Data rows.

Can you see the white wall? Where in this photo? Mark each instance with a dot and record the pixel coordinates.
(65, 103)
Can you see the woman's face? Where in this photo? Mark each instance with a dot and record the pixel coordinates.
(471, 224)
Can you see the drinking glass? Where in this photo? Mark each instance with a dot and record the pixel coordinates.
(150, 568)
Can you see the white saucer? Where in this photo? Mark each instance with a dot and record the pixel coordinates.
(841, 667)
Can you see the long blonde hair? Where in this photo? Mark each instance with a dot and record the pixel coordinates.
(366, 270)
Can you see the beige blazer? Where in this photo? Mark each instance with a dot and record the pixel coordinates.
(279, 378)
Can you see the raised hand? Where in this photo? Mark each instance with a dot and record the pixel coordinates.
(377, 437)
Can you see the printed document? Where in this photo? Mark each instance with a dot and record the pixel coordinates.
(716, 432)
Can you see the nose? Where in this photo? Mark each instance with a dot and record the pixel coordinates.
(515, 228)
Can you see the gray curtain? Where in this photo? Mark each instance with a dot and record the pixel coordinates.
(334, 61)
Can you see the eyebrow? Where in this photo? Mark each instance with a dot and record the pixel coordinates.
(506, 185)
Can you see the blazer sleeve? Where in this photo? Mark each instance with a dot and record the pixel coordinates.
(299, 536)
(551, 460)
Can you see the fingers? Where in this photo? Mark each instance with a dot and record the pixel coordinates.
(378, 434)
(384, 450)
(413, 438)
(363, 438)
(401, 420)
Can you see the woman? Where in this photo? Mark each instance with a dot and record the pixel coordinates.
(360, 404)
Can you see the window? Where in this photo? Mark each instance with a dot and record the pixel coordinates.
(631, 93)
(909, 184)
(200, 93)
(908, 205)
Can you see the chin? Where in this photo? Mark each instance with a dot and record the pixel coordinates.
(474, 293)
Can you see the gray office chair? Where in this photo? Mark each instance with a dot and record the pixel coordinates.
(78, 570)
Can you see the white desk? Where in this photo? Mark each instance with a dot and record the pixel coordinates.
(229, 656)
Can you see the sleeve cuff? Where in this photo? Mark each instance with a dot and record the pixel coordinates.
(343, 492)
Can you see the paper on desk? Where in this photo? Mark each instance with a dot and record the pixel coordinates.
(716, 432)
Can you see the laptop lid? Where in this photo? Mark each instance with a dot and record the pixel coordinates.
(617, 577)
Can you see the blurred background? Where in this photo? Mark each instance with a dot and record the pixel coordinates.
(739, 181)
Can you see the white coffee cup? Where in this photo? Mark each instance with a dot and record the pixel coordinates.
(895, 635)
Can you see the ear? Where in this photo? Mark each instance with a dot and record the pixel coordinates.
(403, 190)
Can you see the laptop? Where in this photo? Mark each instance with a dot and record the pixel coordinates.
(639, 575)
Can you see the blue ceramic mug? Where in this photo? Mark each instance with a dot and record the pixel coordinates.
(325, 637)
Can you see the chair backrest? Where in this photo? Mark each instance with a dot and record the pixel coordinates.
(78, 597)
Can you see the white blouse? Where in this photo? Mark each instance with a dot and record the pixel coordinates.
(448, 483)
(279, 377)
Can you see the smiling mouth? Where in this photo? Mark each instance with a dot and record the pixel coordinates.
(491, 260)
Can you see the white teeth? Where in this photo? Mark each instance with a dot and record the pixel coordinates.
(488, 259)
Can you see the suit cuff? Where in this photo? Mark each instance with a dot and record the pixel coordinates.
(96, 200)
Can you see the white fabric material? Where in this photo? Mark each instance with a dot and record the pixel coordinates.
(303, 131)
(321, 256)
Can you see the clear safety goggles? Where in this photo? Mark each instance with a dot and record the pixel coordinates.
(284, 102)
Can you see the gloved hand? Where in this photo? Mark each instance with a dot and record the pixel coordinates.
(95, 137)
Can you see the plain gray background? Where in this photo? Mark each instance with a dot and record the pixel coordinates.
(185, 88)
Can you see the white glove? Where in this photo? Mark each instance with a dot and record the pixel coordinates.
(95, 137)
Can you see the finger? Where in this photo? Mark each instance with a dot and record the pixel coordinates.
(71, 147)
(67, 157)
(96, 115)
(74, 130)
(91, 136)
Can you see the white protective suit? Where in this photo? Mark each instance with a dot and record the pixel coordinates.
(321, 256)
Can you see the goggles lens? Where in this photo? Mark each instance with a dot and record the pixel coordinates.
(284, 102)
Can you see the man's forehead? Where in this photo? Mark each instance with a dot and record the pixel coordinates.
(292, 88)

The task. Extract every entry above as it appears.

Response to this exercise.
Can you see the white wall? Where in this photo? Mark each instance with a dot and record the pixel coordinates.
(65, 103)
Can you see the woman's face? Where in this photo? Mark each instance with a dot and record the pixel coordinates.
(471, 224)
Can you see the drinking glass? Where in this photo? Mark each instance with a dot and record the pixel coordinates.
(150, 568)
Can you see the white saucer? Where in this photo? Mark each instance with a dot and record the pixel coordinates.
(841, 667)
Can you see the long blonde hair? Where in this photo? Mark each instance with a dot and record the pixel coordinates.
(366, 270)
Can you see the beige blazer? Where in this photo? Mark each instance with a dot and record the pixel coordinates.
(279, 378)
Can you see the raised hand? Where in this photo? Mark each instance with a dot and record the pixel coordinates.
(377, 437)
Can you see the printed document? Where in this photo? Mark each instance with a dot and record the pixel coordinates.
(716, 432)
Can you see the nose? Where in this photo? Mark each instance with a dot and record the pixel coordinates.
(515, 228)
Can you see the gray curtain? Where in this photo? Mark each instance with a dot and record the pixel coordinates.
(334, 61)
Can you see the eyebrow? Where in this photo? Mark each instance with a dot and record the pixel coordinates.
(506, 185)
Can you see the blazer sleeve? Where in this photo? Mark each instance with a dot and record the pixel coordinates.
(299, 536)
(551, 460)
Can you see the fingers? Where in this photo? Mark each instance with a dot and record the pixel coordinates.
(378, 434)
(384, 450)
(413, 438)
(363, 438)
(401, 420)
Can you see the woman? Where in this photo? Mark each instance with a dot and record the pixel coordinates.
(360, 404)
Can you see the window? Where in this photo? Mark each instance with a dot and record the pixel coordinates.
(631, 93)
(909, 184)
(200, 93)
(908, 205)
Can you see the chin? Where in this photo? Mark each instance with a dot and record the pixel coordinates.
(474, 293)
Can you see the gray office chair? Where in this photo? Mark each instance with a dot and record the pixel coordinates.
(78, 570)
Can you see the white desk? Where in this photo? Mark each instance with a dot and record the pixel coordinates.
(229, 656)
Can you see the sleeve cuff? Where in this photo? Mark each instance with a dot and record the pixel coordinates.
(343, 492)
Can you see the paper on desk? Where in this photo? Mark each instance with a dot and record the pixel coordinates.
(716, 432)
Can you see the laptop lid? Where in this photo? Mark each instance with a dot and record the pixel coordinates.
(617, 577)
Can you see the blurred background? Where in this photo? Mark each instance with a dot and record the pixel coordinates.
(739, 181)
Can you see the white coffee cup? Where in this photo? Mark each instance with a dot and record the pixel coordinates.
(895, 635)
Can you see the ear? Where in this photo? Mark each instance with a dot and record the pixel coordinates.
(403, 190)
Can you see the laptop? Where in this photo? Mark each instance with a dot and record the pixel coordinates.
(639, 575)
Can you see the blue ceramic mug? Where in this photo? Mark each instance with a dot and record the pixel coordinates.
(325, 637)
Can you see the chair backrest? Where in this photo? Mark each instance with a dot and record the pixel coordinates.
(78, 597)
Can you see the white blouse? Where in this photo? Mark each instance with a dot and record the pixel coordinates.
(448, 483)
(279, 377)
Can you see the smiling mouth? Where in this photo? Mark each instance with a dot and record the pixel coordinates.
(491, 260)
Can you see the white teeth? Where in this photo? Mark each instance with a dot and record the pixel coordinates.
(488, 259)
Can you see the suit cuff? Where in this photo? Mark each instance with a dot and record the pixel coordinates.
(96, 200)
Can you see the white fabric material? Where in this photo? Mark each instance with a dot and record the pixel coordinates.
(303, 131)
(321, 256)
Can you see the clear safety goggles? Where in this photo? Mark each instance with a dot and record the pixel coordinates.
(284, 102)
Can you see the gloved hand? Where in this photo? Mark each instance with a dot and record the pixel coordinates.
(95, 137)
Can you see the plain gray background? Where in this photo? Mark each instance with a dot and record the pixel coordinates.
(185, 88)
Can you see the white glove? Where in this photo? Mark each instance with a dot and record the pixel coordinates.
(95, 137)
Can you see the finger? Where in this photo? Mark each instance with a dot and record the pixel coordinates.
(71, 147)
(67, 157)
(96, 115)
(74, 130)
(91, 136)
Can you see the white protective suit? Where in this photo? Mark each instance with a dot and record the pixel coordinates.
(321, 256)
Can you see the goggles lens? Where in this photo? Mark each instance with a dot and record the pixel coordinates.
(284, 102)
Can you see the man's forehead? Where in this photo? Mark each instance with a dot and record the pixel coordinates.
(292, 88)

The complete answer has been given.